[DOCUMENT EXTRACT]:
▬▬▬
A group of abuse survivors, lawyers and care professionals wrote an open letter to the Home Secretary calling for Michael Mansfield QC to be selected to lead the inquiry.

Mr Mansfield, who is retired from the Bar, is renowned for his work on cases from the Birmingham Six appeals to the Stephen Lawrence inquiry. He also represented Mohammed al Fayed at the inquest into the death of his son and Diana, Princess of Wales.

The letter states: “The chair of this inquiry will need fearlessness, to be prepared to challenge the authorities and to ask and get answers to very difficult questions. This is a role that can only be undertaken by someone clearly seen as outside the establishment.”

The authors include John Hemming MP, Peter Saunders, the head of the National Association for People Abused in Childhood, former athlete and abuse victim Kris Akabusi and Mark Williams Thomas, the journalist who uncovered the Jimmy Savile scandal.

In the letter, they also called for the scope of the inquiry to be widened and said the current proposal would merely be a review which would not take evidence from victims of abuse. There is, however, concern that a broader public inquiry could jeopardise ongoing criminal investigations.

Police forces are currently engaged in 21 investigations into historic abuse allegations featuring prominent individuals or institutions.
▬▬▬
(Saved entries)
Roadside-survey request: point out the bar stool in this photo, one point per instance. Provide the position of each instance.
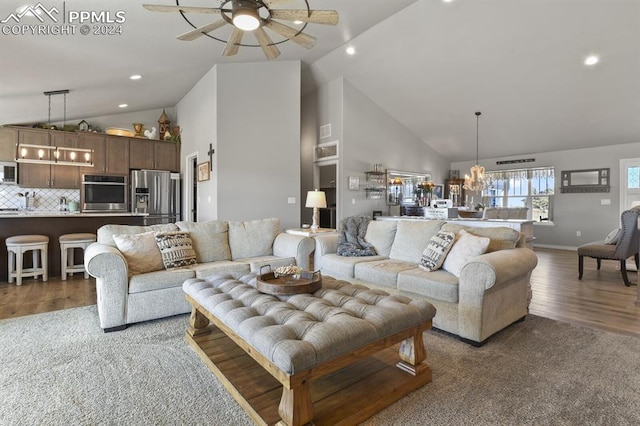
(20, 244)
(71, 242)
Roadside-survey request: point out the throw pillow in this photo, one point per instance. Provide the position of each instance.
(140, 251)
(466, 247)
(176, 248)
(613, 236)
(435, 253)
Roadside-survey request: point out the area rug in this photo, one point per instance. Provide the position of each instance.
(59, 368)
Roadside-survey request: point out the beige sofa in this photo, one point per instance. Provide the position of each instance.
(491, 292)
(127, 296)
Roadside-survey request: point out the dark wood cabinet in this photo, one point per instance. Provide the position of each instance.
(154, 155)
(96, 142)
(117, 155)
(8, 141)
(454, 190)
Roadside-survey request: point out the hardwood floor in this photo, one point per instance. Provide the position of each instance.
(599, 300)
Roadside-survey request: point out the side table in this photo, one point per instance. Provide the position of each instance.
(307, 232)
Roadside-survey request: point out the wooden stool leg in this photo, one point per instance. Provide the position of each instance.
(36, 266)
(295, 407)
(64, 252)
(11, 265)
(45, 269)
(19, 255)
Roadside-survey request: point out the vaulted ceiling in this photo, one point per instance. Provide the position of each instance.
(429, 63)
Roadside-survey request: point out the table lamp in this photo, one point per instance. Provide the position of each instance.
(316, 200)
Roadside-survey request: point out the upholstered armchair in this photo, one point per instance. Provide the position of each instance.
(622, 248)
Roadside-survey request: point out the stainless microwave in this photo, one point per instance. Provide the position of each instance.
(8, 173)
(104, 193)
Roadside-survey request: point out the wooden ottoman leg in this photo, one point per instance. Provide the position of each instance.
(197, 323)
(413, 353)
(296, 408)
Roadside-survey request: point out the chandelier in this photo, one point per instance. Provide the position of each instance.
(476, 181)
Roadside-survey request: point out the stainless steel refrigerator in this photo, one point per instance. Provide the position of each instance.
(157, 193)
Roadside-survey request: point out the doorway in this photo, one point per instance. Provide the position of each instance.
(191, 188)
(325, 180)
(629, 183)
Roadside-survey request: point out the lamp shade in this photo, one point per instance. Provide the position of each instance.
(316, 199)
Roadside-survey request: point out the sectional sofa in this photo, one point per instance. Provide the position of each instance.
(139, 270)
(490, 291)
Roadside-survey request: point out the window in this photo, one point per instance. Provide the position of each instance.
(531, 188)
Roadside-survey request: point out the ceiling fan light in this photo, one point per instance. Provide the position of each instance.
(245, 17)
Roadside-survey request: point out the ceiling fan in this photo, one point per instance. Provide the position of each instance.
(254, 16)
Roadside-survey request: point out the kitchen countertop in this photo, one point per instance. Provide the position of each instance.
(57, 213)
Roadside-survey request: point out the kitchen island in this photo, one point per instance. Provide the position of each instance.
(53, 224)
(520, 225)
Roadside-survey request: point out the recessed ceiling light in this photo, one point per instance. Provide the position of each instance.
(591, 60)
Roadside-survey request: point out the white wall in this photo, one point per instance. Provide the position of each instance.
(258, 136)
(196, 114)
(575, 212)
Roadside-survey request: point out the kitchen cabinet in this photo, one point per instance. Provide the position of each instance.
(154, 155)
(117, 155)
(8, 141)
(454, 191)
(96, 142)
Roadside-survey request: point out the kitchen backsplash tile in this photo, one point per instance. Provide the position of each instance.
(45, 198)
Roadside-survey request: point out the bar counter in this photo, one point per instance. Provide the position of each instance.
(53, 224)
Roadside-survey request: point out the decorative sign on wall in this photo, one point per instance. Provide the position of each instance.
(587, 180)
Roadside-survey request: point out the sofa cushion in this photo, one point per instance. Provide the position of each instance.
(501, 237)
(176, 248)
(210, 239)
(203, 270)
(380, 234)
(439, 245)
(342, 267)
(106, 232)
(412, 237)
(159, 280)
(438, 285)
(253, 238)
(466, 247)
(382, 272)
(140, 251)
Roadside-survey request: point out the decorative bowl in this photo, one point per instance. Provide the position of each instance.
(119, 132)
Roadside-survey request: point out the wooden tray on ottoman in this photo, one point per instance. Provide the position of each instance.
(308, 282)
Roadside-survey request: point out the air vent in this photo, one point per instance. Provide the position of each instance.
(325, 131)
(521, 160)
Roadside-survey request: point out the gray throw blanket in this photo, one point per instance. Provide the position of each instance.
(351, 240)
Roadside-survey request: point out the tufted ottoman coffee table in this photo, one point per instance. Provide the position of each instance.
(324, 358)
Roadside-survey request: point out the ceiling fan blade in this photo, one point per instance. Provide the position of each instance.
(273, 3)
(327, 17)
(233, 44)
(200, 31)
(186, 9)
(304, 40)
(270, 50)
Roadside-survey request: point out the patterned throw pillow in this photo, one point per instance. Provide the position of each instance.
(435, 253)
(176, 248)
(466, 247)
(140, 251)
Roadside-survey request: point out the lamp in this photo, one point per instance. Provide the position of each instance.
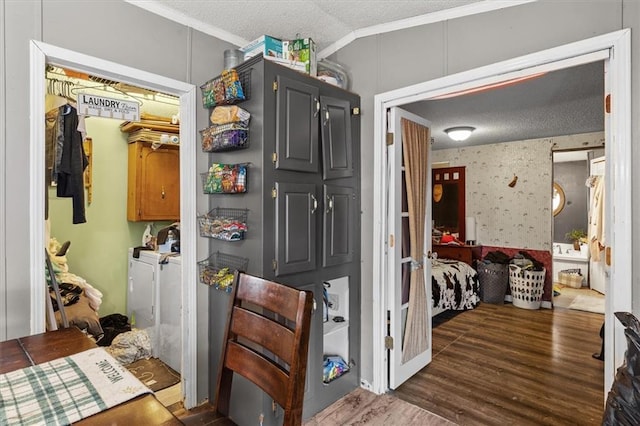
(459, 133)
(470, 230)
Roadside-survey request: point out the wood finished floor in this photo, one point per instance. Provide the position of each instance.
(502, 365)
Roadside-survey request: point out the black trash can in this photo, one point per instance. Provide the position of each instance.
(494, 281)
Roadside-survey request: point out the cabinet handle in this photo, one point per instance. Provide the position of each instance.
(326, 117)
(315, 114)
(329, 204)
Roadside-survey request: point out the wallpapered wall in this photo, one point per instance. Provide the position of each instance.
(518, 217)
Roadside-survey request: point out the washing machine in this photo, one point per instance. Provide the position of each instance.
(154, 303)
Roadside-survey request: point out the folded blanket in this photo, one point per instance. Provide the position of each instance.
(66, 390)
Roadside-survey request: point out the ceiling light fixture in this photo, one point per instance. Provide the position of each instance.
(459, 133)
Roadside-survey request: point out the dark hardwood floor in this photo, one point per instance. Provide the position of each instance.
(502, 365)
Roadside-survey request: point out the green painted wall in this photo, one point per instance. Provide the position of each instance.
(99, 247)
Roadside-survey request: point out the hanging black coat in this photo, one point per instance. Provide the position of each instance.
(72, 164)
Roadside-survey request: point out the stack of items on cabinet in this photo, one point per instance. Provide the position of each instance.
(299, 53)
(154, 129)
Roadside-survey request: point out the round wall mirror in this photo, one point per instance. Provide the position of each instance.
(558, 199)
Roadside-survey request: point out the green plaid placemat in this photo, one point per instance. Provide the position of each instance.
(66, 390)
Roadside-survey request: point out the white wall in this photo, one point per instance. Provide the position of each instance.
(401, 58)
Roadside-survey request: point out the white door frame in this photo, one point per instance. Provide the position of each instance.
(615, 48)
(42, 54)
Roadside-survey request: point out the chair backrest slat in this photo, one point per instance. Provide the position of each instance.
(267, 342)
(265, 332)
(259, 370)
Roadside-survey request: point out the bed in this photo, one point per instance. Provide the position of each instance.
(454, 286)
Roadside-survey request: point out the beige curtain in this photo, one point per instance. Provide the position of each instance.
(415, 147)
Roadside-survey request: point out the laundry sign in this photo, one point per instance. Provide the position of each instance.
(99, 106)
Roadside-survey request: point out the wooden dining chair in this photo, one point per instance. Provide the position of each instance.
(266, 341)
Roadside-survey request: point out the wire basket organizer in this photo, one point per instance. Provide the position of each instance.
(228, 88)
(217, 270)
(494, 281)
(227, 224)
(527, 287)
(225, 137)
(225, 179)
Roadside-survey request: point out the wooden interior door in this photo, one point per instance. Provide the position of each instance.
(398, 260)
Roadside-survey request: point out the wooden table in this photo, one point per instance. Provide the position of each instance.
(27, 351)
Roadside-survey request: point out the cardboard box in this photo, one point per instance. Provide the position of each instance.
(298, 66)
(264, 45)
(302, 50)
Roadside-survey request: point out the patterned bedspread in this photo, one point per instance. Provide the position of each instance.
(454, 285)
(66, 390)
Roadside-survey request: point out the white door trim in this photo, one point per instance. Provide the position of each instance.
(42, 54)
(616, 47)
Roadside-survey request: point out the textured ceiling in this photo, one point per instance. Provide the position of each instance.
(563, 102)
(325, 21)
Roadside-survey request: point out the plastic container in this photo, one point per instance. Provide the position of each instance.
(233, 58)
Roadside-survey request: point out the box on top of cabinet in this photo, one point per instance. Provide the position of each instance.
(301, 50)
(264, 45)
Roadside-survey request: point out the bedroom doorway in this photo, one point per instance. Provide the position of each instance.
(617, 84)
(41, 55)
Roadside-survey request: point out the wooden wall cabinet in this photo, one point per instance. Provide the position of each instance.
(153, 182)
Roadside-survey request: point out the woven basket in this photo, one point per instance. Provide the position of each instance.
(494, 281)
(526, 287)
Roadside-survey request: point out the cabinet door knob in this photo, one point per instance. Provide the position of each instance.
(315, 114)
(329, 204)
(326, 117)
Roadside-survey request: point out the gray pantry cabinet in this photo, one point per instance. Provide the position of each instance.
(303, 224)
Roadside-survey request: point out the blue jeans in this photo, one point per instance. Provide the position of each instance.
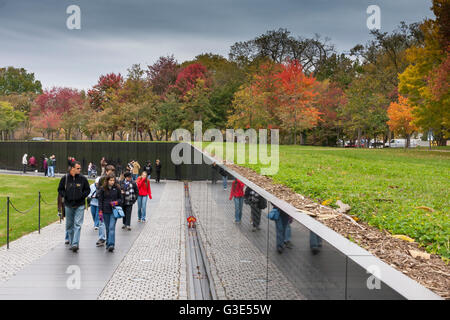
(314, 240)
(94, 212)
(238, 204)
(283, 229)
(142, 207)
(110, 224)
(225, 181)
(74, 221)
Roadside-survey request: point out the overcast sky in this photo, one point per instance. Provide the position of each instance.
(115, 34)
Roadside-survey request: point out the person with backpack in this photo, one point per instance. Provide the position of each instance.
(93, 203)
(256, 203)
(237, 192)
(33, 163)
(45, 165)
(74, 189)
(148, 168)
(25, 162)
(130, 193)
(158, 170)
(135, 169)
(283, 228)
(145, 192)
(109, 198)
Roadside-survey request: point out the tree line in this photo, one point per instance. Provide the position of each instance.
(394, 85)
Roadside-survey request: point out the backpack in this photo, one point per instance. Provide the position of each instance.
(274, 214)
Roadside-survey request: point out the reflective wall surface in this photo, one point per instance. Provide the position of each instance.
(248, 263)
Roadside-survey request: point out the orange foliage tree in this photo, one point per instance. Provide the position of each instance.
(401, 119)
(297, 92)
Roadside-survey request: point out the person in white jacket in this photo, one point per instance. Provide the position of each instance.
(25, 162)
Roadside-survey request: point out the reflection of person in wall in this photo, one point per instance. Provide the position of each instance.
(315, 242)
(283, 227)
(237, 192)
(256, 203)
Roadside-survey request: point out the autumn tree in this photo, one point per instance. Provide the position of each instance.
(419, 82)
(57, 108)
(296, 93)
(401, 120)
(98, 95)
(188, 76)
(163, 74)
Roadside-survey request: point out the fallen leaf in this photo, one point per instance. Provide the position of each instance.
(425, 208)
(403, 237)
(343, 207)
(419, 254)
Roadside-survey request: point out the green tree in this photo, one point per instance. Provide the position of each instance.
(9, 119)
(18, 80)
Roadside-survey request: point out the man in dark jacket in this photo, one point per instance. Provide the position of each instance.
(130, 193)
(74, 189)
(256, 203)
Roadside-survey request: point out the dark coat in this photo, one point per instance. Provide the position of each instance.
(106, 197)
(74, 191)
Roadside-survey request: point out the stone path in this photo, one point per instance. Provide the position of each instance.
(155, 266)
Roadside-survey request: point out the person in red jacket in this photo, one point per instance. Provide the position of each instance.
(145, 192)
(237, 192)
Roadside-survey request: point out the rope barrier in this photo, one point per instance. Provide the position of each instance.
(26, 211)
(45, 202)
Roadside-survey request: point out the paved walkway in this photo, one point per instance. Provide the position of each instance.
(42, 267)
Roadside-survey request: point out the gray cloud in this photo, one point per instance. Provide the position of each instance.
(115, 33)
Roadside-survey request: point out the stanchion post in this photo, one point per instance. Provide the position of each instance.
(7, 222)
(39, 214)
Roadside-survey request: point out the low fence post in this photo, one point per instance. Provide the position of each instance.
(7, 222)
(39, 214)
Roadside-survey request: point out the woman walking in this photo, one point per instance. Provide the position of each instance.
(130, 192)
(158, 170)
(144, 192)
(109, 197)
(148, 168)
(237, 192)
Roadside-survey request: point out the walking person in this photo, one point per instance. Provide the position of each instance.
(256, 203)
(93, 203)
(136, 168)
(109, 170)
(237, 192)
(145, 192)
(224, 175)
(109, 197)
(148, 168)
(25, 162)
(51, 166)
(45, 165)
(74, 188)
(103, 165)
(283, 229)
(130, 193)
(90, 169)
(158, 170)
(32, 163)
▬▬▬
[INSTRUCTIONS]:
- A) Answer these about the article on the open letter over the abuse inquiry:
(i) Whom did the letter's authors want to lead the inquiry?
(ii) Who heads the National Association for People Abused in Childhood?
(iii) How many investigations into historic abuse allegations are police forces currently engaged in?
- B) Write the next part of the article on the open letter over the abuse inquiry, starting after its last sentence.
The saved entries are only data and have nothing to do with this.

[EXERCISE RESPONSES]:
- A)
(i) Michael Mansfield QC
(ii) Peter Saunders
(iii) 21

- B)
Mrs May had originally appointed the retired judge Baroness Butler Sloss to lead the inquiry but her credibility was called into question because of her establishment links and after The Times revealed allegations that she had withheld the name of a Church of England bishop from a previous report because she “cared for the Church”.

The children’s charity Barnardo’s has also urged the Home Secretary to appoint a chairman for the inquiry as a matter of urgency.

Dear Theresa May

Re the proposed government inquiry into organised child abuse

As Butler-Sloss stated, the proposed government inquiry into organised child abuse needs to have the confidence of care and abuse survivors. It is for this reason that the view of many survivors and leading specialists in the area of child protection is that the most suitable candidate to chair the announced ‘Child Abuse Inquiry’ is Michael Mansfield QC.

The chair of this inquiry will need fearlessness, to be prepared to challenge the authorities and to ask and get answers to very difficult questions. This is a role that can only be undertaken by someone clearly seen as outside the establishment.

Mr Mansfield has shown with his work on the Stephen Lawrence inquiry and the current Hillsborough inquiry that he has the respect of survivors and professionals to undertake this inquiry.

In addition to the need to have the correct chair – it is very disappointing that the proposed Terms of Reference (TOR), as set out by the Home Secretary, will, unless revised, render the Child Abuse Inquiry that she has announced almost worthless.

The Home Secretary has proposed an inquiry that will pull together previous reviews to produce a ‘Lessons learnt’ report – taking no evidence from individual victims.

This needs to be urgently reviewed and the TOR for this Inquiry must focus on the following three elements: 1) To hear evidence from survivors of organised abuse, which would finally give them a voice and allow them to be heard and believed 2) Set up a dedicated police team at the National Crime Agency to take evidence alongside the inquiry to investigate and prosecute offenders 3) To hold those that have failed in their professional duty or covered up allegations or been obstructive to account.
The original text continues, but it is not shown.